DATA EXTRACT

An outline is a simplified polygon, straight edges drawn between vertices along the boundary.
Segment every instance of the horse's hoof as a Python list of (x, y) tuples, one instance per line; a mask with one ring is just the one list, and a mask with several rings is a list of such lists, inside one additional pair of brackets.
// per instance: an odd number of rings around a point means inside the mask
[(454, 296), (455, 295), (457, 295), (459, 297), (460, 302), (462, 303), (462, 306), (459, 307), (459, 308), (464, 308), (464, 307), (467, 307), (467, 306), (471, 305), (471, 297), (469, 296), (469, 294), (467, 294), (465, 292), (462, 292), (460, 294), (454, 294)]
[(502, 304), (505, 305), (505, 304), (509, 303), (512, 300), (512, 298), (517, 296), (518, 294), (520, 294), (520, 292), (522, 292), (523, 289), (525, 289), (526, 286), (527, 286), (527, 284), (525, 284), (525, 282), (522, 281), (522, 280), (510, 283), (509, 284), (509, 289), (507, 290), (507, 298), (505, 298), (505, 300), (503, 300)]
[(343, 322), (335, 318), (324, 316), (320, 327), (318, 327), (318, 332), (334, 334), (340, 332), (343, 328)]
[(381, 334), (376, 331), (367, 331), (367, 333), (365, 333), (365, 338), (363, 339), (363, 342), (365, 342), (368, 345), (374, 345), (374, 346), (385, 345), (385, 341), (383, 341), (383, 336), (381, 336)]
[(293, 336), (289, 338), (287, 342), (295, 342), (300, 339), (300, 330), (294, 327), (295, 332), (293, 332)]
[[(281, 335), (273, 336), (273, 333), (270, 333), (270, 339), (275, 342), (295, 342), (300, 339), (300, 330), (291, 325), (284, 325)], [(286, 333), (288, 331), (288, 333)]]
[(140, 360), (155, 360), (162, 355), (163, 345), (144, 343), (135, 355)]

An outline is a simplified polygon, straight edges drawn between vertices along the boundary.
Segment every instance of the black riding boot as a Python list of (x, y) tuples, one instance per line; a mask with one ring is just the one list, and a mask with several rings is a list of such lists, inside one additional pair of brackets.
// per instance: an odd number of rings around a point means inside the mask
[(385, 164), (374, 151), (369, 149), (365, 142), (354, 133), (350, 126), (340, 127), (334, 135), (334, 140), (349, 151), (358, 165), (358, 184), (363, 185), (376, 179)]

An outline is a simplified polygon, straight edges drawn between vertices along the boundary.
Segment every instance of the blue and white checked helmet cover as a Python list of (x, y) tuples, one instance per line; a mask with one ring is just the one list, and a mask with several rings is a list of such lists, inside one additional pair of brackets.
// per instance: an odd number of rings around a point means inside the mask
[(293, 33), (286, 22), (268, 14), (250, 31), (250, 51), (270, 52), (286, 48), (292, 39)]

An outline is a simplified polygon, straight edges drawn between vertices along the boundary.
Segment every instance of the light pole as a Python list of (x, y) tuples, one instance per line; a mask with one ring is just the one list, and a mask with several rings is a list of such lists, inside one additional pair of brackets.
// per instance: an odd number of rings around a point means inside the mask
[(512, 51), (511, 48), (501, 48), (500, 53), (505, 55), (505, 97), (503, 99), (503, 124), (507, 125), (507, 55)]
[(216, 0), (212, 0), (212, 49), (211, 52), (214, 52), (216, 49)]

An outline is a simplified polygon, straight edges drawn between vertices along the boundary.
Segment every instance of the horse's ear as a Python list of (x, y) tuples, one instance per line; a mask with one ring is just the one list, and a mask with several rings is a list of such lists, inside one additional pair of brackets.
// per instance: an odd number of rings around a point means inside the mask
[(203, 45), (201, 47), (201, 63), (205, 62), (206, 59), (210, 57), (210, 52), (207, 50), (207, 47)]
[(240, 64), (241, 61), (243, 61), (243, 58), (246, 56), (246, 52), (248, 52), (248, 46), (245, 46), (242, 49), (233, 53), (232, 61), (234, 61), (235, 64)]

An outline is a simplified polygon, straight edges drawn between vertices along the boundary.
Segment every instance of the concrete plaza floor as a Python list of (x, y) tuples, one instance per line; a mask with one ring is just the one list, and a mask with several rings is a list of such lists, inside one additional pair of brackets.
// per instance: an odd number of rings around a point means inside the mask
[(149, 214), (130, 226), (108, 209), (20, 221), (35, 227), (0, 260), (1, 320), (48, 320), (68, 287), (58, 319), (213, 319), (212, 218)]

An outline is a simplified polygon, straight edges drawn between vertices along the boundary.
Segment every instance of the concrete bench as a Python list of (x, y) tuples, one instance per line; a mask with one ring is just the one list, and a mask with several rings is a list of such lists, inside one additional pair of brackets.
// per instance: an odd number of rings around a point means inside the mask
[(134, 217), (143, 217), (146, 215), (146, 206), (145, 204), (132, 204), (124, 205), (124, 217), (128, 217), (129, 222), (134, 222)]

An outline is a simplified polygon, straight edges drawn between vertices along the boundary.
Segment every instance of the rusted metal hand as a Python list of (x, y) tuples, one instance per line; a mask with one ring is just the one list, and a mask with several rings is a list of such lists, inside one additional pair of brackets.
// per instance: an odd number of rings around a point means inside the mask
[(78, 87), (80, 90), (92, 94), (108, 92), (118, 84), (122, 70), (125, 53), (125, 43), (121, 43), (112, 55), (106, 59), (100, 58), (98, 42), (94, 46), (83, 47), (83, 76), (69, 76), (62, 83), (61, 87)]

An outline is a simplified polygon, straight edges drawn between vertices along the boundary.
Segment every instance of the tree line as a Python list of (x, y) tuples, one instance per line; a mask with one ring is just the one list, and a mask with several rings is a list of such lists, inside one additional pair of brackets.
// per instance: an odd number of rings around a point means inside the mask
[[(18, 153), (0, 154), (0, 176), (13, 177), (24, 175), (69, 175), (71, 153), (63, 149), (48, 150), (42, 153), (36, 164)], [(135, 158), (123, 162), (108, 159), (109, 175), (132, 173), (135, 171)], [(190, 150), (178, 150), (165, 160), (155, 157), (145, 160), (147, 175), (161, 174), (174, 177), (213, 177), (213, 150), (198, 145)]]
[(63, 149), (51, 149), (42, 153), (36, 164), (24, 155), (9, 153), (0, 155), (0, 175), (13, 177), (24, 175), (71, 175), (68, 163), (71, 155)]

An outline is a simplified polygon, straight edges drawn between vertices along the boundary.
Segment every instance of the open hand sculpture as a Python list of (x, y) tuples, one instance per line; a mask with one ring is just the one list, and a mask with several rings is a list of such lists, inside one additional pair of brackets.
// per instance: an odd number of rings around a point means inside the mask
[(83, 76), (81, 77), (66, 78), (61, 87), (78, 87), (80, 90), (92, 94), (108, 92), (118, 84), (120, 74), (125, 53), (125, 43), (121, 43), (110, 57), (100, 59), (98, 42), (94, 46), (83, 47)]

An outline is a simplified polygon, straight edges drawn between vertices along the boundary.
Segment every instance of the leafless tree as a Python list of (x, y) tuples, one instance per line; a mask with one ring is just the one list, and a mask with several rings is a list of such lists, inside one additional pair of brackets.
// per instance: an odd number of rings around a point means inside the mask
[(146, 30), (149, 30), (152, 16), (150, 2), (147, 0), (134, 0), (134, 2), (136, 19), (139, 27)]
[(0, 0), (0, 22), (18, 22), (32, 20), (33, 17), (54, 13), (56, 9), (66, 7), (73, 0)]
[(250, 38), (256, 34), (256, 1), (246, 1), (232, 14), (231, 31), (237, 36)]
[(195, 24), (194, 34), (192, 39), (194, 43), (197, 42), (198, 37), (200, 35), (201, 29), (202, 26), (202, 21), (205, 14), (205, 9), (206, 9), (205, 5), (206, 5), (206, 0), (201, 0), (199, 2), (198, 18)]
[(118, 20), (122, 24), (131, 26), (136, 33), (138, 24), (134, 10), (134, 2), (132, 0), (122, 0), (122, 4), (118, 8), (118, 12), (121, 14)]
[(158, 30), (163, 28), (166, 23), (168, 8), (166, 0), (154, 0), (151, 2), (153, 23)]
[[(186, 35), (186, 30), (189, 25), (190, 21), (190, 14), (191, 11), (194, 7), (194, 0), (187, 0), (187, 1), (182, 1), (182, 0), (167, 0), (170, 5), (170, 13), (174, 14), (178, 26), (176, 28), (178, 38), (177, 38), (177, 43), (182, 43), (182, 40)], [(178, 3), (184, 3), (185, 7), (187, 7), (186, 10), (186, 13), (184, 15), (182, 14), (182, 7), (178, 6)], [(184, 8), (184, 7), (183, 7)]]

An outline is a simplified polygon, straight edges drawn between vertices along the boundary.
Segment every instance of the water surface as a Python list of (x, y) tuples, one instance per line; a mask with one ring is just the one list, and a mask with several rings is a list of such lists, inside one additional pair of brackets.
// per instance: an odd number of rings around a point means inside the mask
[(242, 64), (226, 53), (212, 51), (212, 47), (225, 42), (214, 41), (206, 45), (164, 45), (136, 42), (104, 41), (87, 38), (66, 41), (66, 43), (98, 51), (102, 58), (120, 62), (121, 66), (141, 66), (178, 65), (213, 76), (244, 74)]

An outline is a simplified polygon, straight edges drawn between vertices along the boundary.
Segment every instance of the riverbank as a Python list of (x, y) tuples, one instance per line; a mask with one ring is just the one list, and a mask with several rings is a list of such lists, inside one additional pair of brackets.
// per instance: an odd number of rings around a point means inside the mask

GIVEN REQUEST
Starting with the first line of the listing and continuing through the line that contains "332), (293, 332)]", render those lines as a numbered list, with any blank lines omitted.

REPLY TO THE TASK
1. An outline is a simplified polygon, straight edges drawn between vertices along the boundary.
2. Segment every instance of the horse's hoof as a Python list of (x, y) tuples, one instance per line; a mask with one ring is just the one list, and a mask with several rings is a list of such lists, inside one additional pair of brackets.
3. // per instance: an odd number of rings around a point means inside the mask
4. [(454, 296), (455, 295), (457, 295), (459, 297), (460, 302), (462, 303), (462, 306), (459, 307), (459, 308), (464, 308), (464, 307), (467, 307), (467, 306), (471, 305), (471, 297), (469, 296), (469, 294), (467, 294), (465, 292), (462, 292), (460, 294), (454, 294)]
5. [(502, 304), (505, 305), (505, 304), (509, 303), (512, 300), (512, 298), (517, 296), (518, 294), (520, 294), (520, 292), (522, 292), (523, 289), (525, 289), (526, 286), (527, 286), (527, 284), (525, 284), (525, 282), (522, 281), (522, 280), (510, 283), (509, 284), (509, 289), (507, 290), (507, 298), (505, 298), (505, 300), (503, 300)]
6. [(343, 322), (335, 318), (324, 316), (320, 327), (318, 327), (318, 332), (334, 334), (340, 332), (343, 328)]
7. [(381, 334), (376, 331), (367, 331), (367, 333), (365, 333), (365, 338), (363, 339), (363, 342), (365, 342), (368, 345), (374, 345), (374, 346), (385, 345), (385, 341), (383, 341), (383, 336), (381, 336)]
8. [(293, 336), (289, 338), (287, 342), (295, 342), (300, 339), (300, 330), (294, 327), (295, 332), (293, 332)]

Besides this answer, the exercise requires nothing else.